What to produce =>
Give the records once more, exactly as they stand.

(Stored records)
************
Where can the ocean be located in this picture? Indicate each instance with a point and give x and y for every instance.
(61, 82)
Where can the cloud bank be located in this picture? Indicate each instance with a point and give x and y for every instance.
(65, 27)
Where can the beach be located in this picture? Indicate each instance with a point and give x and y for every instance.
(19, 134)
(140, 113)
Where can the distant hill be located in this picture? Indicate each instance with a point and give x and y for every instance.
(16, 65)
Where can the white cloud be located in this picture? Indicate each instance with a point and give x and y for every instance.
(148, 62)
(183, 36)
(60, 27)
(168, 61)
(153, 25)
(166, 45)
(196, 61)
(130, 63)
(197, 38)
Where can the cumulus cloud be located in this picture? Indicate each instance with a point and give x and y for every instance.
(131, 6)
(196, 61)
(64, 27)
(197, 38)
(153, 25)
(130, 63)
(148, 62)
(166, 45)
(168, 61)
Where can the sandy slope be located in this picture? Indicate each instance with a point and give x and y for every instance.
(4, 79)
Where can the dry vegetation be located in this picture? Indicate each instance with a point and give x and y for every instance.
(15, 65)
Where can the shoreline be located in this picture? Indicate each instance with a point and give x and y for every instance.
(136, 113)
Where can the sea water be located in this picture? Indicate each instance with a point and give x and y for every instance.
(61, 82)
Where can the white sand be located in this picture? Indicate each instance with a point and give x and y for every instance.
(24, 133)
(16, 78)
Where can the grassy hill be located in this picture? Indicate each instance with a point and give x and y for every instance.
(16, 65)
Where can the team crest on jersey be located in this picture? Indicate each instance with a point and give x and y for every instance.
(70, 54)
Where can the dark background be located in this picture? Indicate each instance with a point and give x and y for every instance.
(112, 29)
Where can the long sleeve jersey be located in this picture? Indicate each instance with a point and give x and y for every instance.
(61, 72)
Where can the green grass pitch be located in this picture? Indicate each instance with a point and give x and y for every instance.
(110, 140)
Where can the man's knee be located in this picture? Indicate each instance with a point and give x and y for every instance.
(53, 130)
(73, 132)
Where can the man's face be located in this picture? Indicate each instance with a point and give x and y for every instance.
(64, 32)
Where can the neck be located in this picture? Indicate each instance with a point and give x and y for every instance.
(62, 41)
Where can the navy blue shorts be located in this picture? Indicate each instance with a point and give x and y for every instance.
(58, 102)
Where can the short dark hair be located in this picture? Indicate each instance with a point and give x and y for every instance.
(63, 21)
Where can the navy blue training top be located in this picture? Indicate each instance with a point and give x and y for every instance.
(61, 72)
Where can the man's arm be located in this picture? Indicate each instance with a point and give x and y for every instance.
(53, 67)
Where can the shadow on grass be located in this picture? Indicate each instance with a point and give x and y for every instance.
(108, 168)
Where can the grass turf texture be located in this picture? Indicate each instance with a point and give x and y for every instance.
************
Response for this exercise =>
Where can the ocean be located in this picture? Indicate each instance with a point and give x and y for every instance.
(61, 82)
Where can the cloud bank be located in this picture? Indicate each instance with a point and give x and y for every instance.
(65, 27)
Where can the beach be located in this picture? Indicate each instance with a point and give x and y for every instance.
(19, 134)
(140, 113)
Where can the distant hill be located in this picture? Indicate each instance with a point and give x and y for every instance.
(16, 65)
Where can the white cloud be located in this picture? Indicate each instance with a point and give x and y for every instance.
(148, 62)
(183, 36)
(60, 27)
(168, 61)
(153, 25)
(166, 45)
(196, 61)
(130, 63)
(197, 38)
Where can the cumulus cloud be located in this picture? Indicate each instance with a point and give x and y for every instance.
(131, 6)
(196, 61)
(64, 27)
(197, 38)
(153, 25)
(130, 63)
(148, 62)
(166, 45)
(168, 61)
Where can the sandy slope be located in this picture? Indicate each instance with a point and give x and y for every instance.
(4, 79)
Where can the dry vegetation be located in this picture? Indicate each instance with a point and give x and y for every instance.
(15, 65)
Where can the shoreline be located in this picture? Indicate each instance with a point and give x and y for every instance.
(136, 113)
Where can the sea water be located in this picture? Indicate each instance with a point and give x and y for every instance.
(61, 82)
Where can the white sand be located in this picture? Indicate each instance with a point and give x and y for every instance.
(24, 133)
(16, 78)
Where can the grassy hill be located in this picture? Indicate each instance with a point and give x and y for every instance.
(16, 65)
Where can the team crest on jersey be located in this picture? Indicate each instance with a point and give x and y for every instance.
(70, 54)
Where can the dark background be located in this picture? Indicate each instance with a point and give x and y for every instance.
(112, 29)
Where can the long sleeve jersey be located in this picture? Indicate each instance with a point and give x and y for every instance.
(61, 72)
Where can the green grass pitch be located in this picture? Indicate each instance with a point and give x and y for every instance.
(110, 140)
Where can the man's knee be located in this picture? Indicate each instance with a point and give x and y for every instance.
(53, 130)
(73, 132)
Where can the man's face be located in this picture? Indicate each instance with a point and give x and y for every instance.
(64, 32)
Where can the neck be located in this picture? Indicate each instance with a point and give x and y for every instance.
(62, 41)
Where can the navy blue shorts be located in this picture? Indicate each instance with a point and give x and y for every instance.
(58, 102)
Where can the short dark hair be located in this picture? Indicate each instance with a point and give x and y for every instance.
(63, 21)
Where can the navy blue training top be located in this picture? Indicate each instance with a point and give x and y for every instance.
(61, 72)
Where can the man's arm be located in this picture? Indicate each instance with a point and give x and y for every instance.
(53, 67)
Where can the shadow on grass be located in this picture? Indicate each instance with a point and give x and y for every instance.
(108, 168)
Where can the grass turf texture be located in this picture? Indicate each instance with a point and give x and y for every instance.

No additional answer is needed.